Academic journal article
By Stahnke, Tad
Brigham Young University Law Review , Vol. 1999, No. 1
Justice Frankfurter of the United States Supreme Court once wrote: "Adjustment of the inevitable conflict between free speech and other interests is a problem as persistent as it is perplexing."1 Proselytism is one form of expression that has resulted in inevitable, and sometimes fierce, conflict. But on Justice Frankfurter's terms, proselytism-whether it is viewed as an exercise of free expression or a manifestation of religious belief-is not in itself the problem. The problem lies in finding the proper balance between the freedom to proselytize and the multitude of rights, duties, and interests of religious groups, individuals, and the state that may conflict with that freedom.
The difficulty of this "adjustment" is deepened by a number of factors. Persons who proselytize, whether as a matter of conscience or religious belief, may adhere to their entitlement to do so with great strength. Likewise, the targets of proselytism may hold their religious beliefs (or their sense of privacy in those beliefs) with equal strength; attempts to persuade them in matters of religious belief may lead to injury to religious feelings. Finally, religious groups, desiring to preserve or expand their numbers, may have strong views as to the terms on which persons may change their religious identity or affiliation. This may influence the groups' view on proselytism.

■ CHALLENGES ■
[1] In the excerpt on proselytism, which justice is quoted, and on what court did he serve?
[2] List each factor that the excerpt on proselytism says deepens the difficulty of the "adjustment."

[Data listing]

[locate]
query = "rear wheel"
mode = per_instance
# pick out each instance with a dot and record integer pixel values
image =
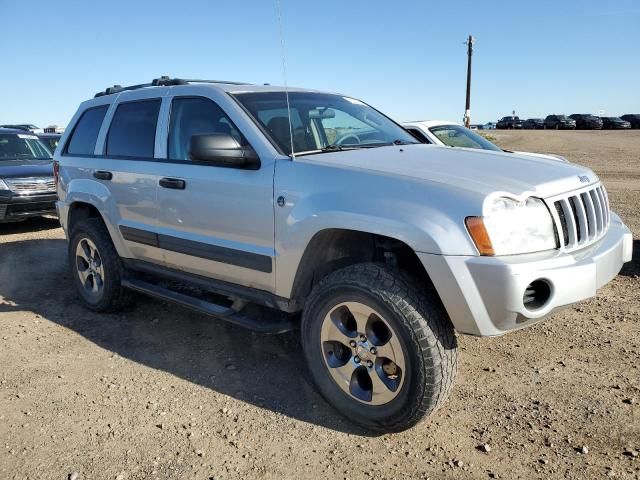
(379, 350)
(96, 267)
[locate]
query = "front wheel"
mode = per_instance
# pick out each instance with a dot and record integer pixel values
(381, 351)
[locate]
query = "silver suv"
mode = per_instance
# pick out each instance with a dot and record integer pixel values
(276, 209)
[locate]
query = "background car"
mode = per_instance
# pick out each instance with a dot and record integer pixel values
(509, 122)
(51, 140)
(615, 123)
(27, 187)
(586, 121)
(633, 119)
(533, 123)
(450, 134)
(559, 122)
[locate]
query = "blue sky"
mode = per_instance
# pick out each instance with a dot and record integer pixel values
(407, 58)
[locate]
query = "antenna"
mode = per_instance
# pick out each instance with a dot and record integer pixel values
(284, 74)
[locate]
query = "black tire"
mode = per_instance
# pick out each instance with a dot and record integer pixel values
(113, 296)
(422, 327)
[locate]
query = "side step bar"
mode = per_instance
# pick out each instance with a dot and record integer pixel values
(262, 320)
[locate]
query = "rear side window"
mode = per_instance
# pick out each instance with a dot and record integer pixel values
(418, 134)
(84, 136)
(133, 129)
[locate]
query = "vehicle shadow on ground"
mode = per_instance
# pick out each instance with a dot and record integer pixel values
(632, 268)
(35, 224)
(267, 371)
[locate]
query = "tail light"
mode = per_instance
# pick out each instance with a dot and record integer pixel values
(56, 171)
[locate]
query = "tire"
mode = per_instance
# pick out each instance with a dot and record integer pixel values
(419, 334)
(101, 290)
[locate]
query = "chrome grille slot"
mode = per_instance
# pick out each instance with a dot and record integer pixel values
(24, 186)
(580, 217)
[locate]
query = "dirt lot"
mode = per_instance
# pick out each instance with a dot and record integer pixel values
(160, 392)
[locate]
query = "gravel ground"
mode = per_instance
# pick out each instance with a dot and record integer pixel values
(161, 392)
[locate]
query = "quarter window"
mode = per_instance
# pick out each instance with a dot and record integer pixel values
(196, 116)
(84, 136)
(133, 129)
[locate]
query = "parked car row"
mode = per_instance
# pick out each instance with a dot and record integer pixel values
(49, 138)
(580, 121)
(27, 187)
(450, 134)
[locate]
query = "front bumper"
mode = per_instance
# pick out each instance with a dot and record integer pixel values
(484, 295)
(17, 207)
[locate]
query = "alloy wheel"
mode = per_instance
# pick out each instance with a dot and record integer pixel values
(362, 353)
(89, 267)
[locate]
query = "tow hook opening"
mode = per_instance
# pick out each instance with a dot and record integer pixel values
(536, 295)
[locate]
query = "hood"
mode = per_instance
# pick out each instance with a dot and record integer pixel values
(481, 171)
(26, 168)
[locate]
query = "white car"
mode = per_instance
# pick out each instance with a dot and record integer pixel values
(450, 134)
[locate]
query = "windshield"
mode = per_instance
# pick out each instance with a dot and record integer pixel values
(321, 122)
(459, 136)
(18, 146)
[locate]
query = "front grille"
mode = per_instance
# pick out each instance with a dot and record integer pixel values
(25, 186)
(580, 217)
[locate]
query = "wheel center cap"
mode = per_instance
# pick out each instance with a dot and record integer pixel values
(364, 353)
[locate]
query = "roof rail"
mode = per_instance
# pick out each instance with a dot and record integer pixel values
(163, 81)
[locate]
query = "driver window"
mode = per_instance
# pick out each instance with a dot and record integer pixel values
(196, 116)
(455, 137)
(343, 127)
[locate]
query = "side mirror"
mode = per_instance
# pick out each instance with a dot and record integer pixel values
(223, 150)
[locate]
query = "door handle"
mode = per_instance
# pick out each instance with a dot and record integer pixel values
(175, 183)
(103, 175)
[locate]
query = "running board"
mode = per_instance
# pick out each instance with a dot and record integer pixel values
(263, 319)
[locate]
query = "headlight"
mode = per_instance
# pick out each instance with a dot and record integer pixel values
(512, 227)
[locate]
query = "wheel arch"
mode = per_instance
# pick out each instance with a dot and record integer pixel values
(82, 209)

■ PER-TASK ANSWERS ■
[1] Justice Frankfurter of the United States Supreme Court.

[2]
- Persons who proselytize may adhere very strongly to their entitlement to do so, as a matter of conscience or religious belief.
- The targets of proselytism may hold their religious beliefs, or their sense of privacy in those beliefs, with equal strength, and attempts to persuade them may injure their religious feelings.
- Religious groups that want to preserve or expand their numbers may have strong views on the terms on which persons may change their religious identity or affiliation.